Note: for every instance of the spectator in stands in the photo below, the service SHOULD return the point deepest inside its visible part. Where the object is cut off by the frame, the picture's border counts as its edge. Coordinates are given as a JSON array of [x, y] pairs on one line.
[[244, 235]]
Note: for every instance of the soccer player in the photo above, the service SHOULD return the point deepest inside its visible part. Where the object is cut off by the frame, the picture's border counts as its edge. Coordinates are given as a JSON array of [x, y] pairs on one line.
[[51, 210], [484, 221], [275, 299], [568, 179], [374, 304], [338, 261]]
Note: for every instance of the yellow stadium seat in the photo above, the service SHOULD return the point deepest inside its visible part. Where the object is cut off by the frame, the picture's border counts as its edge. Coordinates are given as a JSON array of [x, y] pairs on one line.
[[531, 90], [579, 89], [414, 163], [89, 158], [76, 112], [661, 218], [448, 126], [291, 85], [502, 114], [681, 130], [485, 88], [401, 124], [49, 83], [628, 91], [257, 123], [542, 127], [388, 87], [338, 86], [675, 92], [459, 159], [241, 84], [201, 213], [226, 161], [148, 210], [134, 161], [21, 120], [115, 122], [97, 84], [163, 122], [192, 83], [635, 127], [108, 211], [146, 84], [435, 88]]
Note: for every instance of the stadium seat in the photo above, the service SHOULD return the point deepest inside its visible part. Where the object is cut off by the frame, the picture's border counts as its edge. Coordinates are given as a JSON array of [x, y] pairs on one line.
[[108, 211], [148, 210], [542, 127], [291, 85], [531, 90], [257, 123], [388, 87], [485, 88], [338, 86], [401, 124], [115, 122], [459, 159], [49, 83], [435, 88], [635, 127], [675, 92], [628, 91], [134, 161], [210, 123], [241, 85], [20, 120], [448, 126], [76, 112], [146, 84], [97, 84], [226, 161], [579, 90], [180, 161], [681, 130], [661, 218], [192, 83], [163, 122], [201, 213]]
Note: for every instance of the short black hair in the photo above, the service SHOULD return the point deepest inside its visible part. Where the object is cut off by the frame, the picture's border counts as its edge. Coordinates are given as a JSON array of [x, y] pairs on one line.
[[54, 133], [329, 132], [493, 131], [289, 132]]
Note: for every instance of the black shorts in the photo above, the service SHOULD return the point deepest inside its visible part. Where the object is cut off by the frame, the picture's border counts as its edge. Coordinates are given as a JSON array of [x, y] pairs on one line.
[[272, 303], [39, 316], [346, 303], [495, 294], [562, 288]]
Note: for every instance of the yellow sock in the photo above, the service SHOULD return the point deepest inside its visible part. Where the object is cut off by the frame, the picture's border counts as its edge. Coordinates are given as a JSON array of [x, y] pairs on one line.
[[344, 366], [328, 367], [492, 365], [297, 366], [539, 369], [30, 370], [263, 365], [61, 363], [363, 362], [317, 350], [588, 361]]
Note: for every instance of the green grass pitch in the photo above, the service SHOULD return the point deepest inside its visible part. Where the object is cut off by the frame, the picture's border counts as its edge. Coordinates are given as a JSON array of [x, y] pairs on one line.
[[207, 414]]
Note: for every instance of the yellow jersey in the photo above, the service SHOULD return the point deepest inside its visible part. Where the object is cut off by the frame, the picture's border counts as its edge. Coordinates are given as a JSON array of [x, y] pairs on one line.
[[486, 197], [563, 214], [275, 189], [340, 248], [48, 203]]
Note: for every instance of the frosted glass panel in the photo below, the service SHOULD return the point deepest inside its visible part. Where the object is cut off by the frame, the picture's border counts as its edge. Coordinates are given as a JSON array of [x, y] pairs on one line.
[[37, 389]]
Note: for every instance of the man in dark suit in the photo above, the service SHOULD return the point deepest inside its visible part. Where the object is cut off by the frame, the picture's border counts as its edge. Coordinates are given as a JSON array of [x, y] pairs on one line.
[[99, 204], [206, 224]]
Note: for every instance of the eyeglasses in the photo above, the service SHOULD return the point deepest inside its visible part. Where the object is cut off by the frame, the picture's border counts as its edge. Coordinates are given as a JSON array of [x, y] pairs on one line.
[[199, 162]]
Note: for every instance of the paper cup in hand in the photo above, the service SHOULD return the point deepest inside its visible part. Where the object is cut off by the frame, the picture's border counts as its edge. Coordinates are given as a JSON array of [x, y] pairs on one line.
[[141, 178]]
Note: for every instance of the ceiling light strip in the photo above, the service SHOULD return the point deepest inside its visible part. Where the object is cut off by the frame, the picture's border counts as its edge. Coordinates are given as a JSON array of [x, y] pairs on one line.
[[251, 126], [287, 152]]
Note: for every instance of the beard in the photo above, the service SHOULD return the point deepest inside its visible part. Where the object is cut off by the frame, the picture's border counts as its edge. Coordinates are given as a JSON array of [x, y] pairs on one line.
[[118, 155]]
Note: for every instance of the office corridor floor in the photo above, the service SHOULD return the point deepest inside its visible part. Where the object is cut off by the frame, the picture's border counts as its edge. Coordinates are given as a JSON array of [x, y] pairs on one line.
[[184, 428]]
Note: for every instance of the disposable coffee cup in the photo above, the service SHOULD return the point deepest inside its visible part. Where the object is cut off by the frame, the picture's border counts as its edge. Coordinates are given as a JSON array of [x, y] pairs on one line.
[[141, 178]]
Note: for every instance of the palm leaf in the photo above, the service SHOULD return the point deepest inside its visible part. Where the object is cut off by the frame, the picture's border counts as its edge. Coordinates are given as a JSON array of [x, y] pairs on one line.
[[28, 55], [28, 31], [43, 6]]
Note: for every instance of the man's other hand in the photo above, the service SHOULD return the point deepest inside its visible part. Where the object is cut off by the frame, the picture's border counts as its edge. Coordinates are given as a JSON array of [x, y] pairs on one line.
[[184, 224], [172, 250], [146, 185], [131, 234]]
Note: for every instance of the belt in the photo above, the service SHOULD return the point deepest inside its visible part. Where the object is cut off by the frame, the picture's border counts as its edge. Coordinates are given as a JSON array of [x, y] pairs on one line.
====
About this task.
A verbatim copy of the listing is to be returned in full.

Answer box.
Note: for every instance of the spectator in stands in the photo below, the service SHOULD return the point deepest inside its visible part. Where the object is cut off by the frame, the picture's border counts as its edge. Coordinates are given as a JSON array of [x, y] pairs on one line.
[[244, 235]]
Note: for every instance of the soccer player in the photo above, the service SHOULD return the point deepest inside its visible part. Where the object is cut off by the frame, the picture's border counts as its edge. Coordinates are given as a JSON array of [x, y] pairs on one line.
[[51, 210], [484, 221], [275, 299], [568, 179], [374, 304], [338, 261]]
Note: for every instance of the yellow stadium seat in the photo above, the service SHOULD return the point deepest inside its visible part. Where the object is cut off by the frame, the picture's border counts as its edge. Coordinates are given as a JSON array of [x, y] pairs on one line.
[[531, 90], [579, 89], [414, 163], [89, 158], [76, 112], [661, 218], [448, 126], [291, 85], [502, 114], [681, 130], [485, 88], [401, 124], [49, 83], [628, 91], [257, 123], [542, 127], [388, 87], [338, 86], [675, 92], [459, 159], [241, 84], [201, 213], [226, 161], [148, 210], [134, 161], [21, 120], [115, 122], [97, 84], [163, 122], [192, 83], [635, 127], [108, 211], [146, 84], [435, 88]]
Note: for every instance of the stadium seat in the photo above, the service SHOULD return the point deepest inside its visible part. Where the object is cut off by the frame, the picture's border counts as its edge. Coordinates are given as a JSON array of [x, y] pairs on one line.
[[108, 211], [148, 210], [542, 127], [291, 85], [531, 90], [257, 123], [388, 87], [485, 88], [338, 86], [401, 124], [115, 122], [459, 159], [49, 83], [435, 88], [635, 127], [675, 92], [628, 91], [134, 161], [210, 123], [241, 85], [20, 120], [448, 126], [76, 112], [146, 84], [97, 84], [226, 161], [579, 90], [180, 161], [681, 130], [661, 218], [192, 83], [163, 122], [201, 213]]
Note: for every instance of the short black hair in the photo above, the service SHOULD return the point deepest inside its visible part. Where the object is cut off by the frame, the picture's border counts as its edge. Coordinates are given as a JSON array of [x, y] pairs on one line.
[[54, 133], [329, 132], [493, 131], [289, 132]]
Note: for every instance of the black shorts in the photo above, the service SHOULD return the point deepest inside its visible part. Where the object is cut off by the frame, the picture's border counts as its edge. Coordinates are given as a JSON array of [x, y] pairs on one line.
[[272, 303], [39, 316], [346, 303], [495, 294], [562, 288]]
Note: for every instance of the yellow sock in the photo above, the service SHOULD return the point deepest inside its visible part. Where the object is cut off by the frame, the picture's border counts as its edge. Coordinates are given as a JSON array of [x, y] pairs on one line.
[[344, 366], [328, 367], [492, 365], [297, 366], [539, 369], [30, 370], [263, 365], [61, 363], [363, 362], [317, 350], [588, 361]]
Note: for every instance of the green grass pitch in the photo above, the service SHOULD return the point deepest inside its visible part. Where the object is cut off by the frame, the picture's border counts as its edge. Coordinates are given as a JSON array of [x, y] pairs on one line.
[[207, 414]]
Note: for every instance of the yellow jersey in the photo above, the service SHOULD return the point deepest inside its visible part. Where the object is cut off by the frame, the picture's border counts as its edge. Coordinates are given as a JSON array of [x, y] pairs on one line.
[[486, 197], [563, 214], [275, 189], [340, 248], [48, 203]]
Note: for every instance of the frosted glass panel in the photo below, the service SHOULD return the point deepest inside its visible part. Where the object is cut off by the frame, the picture's border counts as its edge. Coordinates are given as a JSON array of [x, y] pairs on one line.
[[37, 389]]
Note: for every instance of the man in dark suit in the photo above, the service SHOULD return the point deepest inside its visible part. Where the object is cut off by the frame, the picture's border counts as its edge. Coordinates are given as a JSON array of [x, y] pairs on one line.
[[99, 204], [206, 224]]
Note: for every instance of the eyeglasses in the photo above, the service SHOULD return the point deepest inside its visible part. Where the object is cut off by the frame, the picture's border counts as its edge. Coordinates are given as a JSON array of [x, y] pairs on one line.
[[199, 162]]
Note: for every instance of the paper cup in hand in the photo above, the service SHOULD return the point deepest inside its visible part. Where the object is cut off by the frame, the picture's border counts as its edge. Coordinates are given as a JSON array of [x, y] pairs on one line.
[[141, 178]]
Note: for every instance of the ceiling light strip in the photo above, the service SHOULD return the point deepest inside its visible part. Where the object is cut off by the frame, the picture's border counts as its edge. Coordinates are given as a JSON array of [x, y] pairs on one line.
[[251, 126], [287, 152]]
Note: for every instance of the beard in the photo above, the service SHOULD return the point deepest inside its visible part. Where the object is cut off by the frame, the picture's border counts as its edge. Coordinates are given as a JSON array of [x, y] pairs on one line.
[[118, 155]]
Note: for every instance of the office corridor floor in the photo above, the service SHOULD return the point deepest inside its visible part. Where the object is cut off by the frame, the picture's border counts as its edge. Coordinates are given as a JSON array of [x, y] pairs on one line.
[[184, 428]]
Note: for every instance of the disposable coffee cup in the photo above, the service SHOULD return the point deepest inside its visible part. Where the object is cut off by the frame, the picture's border counts as its edge. Coordinates are given as a JSON array of [x, y] pairs on one line.
[[141, 178]]
Note: for every instance of the palm leaf in the photo above, the service SHOULD return the point deepest inside its visible part. Where the object is cut off by the frame, the picture's border counts as its edge. Coordinates are given as a JSON array of [x, y] pairs on one line.
[[28, 55], [28, 31], [43, 6]]
Note: for every instance of the man's other hand in the photo above, the service SHOULD return the point deepest inside its visible part. Where the object is cut off by the frame, the picture's border counts as its edge. Coordinates are given as a JSON array of [x, y] pairs on one line.
[[184, 224], [172, 250], [146, 185], [131, 234]]
Note: for every instance of the belt in the photo above, the service SHOULD return the point deepest inside its visible part. Where the object is cut off by the frame, the picture's border counts as its edge. Coordinates are given as a JSON array of [x, y] pairs on one line.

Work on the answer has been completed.